-- START MATERIAL --
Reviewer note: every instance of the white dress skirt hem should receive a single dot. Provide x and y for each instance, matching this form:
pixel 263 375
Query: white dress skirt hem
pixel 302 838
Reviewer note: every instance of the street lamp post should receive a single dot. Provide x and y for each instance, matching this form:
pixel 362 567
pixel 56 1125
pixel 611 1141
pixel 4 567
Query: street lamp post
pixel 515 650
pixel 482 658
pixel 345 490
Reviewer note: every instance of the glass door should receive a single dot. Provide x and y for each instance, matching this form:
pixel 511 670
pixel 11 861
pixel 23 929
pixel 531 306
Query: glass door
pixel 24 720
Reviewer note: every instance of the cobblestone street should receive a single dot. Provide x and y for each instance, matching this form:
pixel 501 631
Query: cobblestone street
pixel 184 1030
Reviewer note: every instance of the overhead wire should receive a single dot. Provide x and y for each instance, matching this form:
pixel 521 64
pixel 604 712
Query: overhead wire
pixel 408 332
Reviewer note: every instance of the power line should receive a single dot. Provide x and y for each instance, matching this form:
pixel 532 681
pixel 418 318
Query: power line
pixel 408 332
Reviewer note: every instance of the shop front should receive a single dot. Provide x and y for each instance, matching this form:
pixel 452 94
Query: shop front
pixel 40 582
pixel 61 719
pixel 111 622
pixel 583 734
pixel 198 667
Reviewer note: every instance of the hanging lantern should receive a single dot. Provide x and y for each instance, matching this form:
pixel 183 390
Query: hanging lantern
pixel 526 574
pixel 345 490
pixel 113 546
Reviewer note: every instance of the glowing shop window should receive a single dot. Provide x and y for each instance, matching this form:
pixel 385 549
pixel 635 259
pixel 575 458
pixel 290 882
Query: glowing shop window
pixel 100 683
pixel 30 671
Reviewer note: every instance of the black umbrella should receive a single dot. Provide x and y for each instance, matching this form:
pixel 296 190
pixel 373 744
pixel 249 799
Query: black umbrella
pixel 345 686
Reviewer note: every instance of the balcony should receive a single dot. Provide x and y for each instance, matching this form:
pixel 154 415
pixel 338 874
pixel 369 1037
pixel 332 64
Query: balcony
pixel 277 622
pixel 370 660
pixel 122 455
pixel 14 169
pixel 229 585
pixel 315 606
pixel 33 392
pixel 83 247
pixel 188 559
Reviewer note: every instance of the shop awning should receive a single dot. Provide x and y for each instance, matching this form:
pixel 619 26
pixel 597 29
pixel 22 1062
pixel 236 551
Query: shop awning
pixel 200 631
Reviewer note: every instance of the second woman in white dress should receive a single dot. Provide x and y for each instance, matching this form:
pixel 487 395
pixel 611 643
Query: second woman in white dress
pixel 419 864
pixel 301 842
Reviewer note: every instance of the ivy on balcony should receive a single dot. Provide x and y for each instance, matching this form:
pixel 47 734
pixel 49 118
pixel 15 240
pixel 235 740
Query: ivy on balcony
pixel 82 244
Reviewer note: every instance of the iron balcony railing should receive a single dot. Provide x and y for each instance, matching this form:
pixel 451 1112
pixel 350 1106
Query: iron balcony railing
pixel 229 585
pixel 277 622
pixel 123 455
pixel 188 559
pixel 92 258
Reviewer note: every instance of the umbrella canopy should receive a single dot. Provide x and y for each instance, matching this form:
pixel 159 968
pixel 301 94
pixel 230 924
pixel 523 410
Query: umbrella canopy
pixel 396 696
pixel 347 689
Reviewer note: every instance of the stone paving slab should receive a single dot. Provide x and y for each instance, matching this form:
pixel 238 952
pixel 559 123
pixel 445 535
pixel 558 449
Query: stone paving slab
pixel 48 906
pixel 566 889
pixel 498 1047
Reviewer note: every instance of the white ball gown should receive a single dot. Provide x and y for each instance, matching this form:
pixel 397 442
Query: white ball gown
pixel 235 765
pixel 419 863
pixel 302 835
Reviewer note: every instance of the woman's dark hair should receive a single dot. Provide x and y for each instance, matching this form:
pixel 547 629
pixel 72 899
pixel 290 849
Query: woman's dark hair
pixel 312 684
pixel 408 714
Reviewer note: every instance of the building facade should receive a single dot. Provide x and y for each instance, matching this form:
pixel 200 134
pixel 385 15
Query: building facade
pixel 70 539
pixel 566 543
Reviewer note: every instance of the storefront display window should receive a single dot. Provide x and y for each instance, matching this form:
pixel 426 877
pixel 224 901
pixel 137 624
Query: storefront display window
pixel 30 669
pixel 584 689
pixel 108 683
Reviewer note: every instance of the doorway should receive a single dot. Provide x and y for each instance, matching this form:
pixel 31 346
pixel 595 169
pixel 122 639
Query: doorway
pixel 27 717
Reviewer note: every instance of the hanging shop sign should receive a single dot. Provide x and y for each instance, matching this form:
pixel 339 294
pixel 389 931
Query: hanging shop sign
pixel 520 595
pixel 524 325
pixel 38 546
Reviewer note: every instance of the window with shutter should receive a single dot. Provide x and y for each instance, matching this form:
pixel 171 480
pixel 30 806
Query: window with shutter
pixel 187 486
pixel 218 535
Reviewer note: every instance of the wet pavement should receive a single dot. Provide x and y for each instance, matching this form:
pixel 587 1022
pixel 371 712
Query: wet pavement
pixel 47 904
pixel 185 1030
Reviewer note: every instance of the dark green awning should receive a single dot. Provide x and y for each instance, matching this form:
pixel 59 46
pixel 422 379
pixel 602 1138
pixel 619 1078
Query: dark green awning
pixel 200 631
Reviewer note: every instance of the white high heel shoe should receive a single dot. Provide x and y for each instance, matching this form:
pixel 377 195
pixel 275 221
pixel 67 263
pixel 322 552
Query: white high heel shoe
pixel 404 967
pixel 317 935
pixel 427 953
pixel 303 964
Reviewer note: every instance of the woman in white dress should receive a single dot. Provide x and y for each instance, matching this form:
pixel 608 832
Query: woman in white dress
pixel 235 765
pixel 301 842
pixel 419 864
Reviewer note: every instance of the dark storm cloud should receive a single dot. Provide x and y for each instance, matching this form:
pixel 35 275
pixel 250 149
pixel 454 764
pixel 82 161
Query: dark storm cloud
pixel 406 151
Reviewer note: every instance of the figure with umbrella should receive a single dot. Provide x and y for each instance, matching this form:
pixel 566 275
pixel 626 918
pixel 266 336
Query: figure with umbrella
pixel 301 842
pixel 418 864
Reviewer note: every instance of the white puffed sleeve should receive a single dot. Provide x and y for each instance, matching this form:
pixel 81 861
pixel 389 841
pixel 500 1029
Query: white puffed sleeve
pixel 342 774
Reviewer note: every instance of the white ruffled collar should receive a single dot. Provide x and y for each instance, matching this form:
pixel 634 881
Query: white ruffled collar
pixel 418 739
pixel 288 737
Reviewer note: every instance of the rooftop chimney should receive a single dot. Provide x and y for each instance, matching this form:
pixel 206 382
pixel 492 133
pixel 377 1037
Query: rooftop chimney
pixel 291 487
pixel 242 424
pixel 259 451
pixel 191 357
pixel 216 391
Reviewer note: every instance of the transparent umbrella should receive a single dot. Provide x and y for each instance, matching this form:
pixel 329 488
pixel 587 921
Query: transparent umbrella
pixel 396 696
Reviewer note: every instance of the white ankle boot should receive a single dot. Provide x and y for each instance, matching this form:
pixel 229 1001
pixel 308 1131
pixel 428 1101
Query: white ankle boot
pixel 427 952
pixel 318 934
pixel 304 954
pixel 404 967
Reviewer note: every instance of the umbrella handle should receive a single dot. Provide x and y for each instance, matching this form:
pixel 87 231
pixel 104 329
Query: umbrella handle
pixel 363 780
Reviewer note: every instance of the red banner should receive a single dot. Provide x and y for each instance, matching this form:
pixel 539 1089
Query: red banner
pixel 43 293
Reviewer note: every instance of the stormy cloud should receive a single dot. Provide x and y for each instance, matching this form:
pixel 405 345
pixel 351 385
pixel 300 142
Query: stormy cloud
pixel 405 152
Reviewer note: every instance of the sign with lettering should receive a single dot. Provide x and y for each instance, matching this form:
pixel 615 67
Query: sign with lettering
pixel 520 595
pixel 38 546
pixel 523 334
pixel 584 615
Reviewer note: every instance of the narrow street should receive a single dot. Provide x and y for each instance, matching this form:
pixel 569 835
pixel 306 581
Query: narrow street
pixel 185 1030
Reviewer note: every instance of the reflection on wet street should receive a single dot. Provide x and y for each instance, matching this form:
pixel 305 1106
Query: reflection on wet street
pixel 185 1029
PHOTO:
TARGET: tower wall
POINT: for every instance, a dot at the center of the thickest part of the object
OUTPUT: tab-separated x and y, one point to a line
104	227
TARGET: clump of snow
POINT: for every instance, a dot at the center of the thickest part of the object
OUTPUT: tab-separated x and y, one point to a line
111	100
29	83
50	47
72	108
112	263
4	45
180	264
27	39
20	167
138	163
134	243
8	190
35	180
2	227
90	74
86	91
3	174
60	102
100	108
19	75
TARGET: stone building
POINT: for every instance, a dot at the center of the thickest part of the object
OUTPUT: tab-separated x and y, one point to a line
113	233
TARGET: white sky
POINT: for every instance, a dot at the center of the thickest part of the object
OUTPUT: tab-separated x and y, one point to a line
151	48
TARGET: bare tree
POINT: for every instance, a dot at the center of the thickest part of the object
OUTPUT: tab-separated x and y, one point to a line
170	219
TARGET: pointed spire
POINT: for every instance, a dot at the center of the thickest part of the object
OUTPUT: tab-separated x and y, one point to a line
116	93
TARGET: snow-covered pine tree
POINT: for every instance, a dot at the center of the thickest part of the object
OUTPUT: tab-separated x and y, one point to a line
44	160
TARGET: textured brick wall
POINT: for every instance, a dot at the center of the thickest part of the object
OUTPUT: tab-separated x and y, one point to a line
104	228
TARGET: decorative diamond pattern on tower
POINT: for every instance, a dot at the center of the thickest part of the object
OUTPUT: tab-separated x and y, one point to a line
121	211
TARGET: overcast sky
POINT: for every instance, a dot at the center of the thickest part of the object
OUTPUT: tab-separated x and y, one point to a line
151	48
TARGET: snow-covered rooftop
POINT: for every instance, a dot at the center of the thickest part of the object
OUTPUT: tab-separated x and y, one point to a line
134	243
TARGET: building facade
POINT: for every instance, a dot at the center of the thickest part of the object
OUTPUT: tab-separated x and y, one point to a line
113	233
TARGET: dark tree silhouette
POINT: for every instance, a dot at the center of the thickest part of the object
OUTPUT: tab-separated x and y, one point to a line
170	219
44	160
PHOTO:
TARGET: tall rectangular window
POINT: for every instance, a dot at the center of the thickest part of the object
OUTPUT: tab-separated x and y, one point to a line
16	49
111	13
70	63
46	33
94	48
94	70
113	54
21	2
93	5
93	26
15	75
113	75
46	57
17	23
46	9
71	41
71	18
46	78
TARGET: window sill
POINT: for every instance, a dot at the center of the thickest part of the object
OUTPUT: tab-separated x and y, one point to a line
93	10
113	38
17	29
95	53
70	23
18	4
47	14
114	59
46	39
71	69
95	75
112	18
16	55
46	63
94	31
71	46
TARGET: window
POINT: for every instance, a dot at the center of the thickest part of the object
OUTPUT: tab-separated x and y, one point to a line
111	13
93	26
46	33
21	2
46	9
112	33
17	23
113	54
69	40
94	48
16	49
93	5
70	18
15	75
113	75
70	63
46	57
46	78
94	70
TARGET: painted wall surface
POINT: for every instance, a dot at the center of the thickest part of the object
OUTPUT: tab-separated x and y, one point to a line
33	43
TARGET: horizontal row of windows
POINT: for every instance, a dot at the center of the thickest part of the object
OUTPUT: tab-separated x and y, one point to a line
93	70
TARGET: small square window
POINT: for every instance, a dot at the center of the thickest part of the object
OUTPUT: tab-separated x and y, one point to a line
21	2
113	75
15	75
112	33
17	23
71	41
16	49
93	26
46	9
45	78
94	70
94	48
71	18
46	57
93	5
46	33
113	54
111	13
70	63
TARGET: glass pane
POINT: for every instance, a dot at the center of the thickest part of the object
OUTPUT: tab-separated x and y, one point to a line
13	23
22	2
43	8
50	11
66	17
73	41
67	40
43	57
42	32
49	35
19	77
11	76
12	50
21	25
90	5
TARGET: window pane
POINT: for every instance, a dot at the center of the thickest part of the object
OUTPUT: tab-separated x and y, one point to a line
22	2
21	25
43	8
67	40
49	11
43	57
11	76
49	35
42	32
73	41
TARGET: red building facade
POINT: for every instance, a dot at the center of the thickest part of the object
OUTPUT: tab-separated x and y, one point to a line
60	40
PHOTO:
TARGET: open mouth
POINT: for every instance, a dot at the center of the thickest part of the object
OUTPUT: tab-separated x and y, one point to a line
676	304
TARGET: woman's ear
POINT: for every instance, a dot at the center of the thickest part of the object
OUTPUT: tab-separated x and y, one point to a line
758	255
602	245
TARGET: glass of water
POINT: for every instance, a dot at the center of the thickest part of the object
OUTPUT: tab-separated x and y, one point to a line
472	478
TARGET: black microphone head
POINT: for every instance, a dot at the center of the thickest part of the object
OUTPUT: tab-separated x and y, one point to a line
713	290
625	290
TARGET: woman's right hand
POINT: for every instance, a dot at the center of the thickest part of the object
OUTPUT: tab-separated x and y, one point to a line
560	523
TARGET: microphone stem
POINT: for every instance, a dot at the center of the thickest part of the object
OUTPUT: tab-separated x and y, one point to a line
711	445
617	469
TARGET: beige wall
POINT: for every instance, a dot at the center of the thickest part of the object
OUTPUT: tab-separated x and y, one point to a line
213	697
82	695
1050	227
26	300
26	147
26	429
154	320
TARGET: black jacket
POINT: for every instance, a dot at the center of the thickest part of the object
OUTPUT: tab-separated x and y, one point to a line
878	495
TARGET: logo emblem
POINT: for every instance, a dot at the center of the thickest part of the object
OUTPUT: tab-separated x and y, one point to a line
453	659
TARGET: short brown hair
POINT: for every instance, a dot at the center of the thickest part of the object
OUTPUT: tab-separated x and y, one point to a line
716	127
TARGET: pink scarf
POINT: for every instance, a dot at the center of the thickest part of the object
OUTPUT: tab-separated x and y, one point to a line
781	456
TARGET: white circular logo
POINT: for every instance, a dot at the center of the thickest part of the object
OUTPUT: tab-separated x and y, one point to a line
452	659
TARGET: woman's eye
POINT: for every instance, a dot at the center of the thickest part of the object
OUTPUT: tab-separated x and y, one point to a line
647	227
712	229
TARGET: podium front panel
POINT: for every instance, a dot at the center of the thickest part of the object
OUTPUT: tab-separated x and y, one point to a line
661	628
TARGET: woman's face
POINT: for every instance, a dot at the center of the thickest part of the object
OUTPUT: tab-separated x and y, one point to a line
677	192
-- END MATERIAL --
▶ EXERCISE AIM
Format the lines of the material above as a numbered list, omitting any blank lines. Begin at the line that contains "Reviewer note: every instance of the doorway" and stop after the line that contains "pixel 27 717".

▶ WRITTEN REPLY
1. Reviewer note: every instance of the doorway should receive a single dot. Provide x and y for each instance, matching this form:
2. pixel 31 346
3. pixel 595 169
4. pixel 122 639
5. Query: doorway
6. pixel 27 717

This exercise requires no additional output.